(Entries pointing to named objects)
————
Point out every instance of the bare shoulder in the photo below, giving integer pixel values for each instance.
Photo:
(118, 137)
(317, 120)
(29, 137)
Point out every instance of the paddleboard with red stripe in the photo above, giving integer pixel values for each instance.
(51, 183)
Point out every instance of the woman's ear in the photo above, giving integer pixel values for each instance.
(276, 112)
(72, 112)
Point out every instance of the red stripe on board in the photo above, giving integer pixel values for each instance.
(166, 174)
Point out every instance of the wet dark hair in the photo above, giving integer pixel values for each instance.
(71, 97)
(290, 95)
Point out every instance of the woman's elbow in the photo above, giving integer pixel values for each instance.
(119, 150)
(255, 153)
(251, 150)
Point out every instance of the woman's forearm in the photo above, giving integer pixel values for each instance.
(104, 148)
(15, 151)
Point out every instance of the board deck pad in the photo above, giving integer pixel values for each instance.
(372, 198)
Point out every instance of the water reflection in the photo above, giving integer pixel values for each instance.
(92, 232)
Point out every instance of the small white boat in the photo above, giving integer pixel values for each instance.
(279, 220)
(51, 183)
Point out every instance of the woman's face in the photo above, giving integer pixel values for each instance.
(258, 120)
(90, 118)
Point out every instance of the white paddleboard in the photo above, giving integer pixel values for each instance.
————
▶ _What to do_: Return, unchanged, the lines of the entries from the line containing "Point out every instance of the wet" up to and including the final line of the entries.

▶ _Task output_:
Point out every instance of the wet dark hair in the photo above, giving integer pixel values for each instance.
(71, 97)
(290, 95)
Point out every instance of the woman's elbow in the photo above, giving integer pixel values for each instance.
(119, 150)
(255, 153)
(251, 150)
Point out every instance of the woman's forearm in the photo above, giving integer pixel values for each instance.
(104, 148)
(15, 151)
Point out every instance of the board deck pad in the photo above, giving integer pixel values for each instance.
(372, 198)
Point out every instance of the water reflection in the photo above, giving integer pixel values for each instance.
(92, 232)
Point out every instance of the small white boat in the photo above, giving integer pixel values for each instance.
(279, 220)
(51, 183)
Point out every instance of the woman's face in the photo above, giving integer pixel values for each instance.
(258, 120)
(90, 118)
Point out every instance of the white paddleboard in the photo above, giving integer pixel values for each instance.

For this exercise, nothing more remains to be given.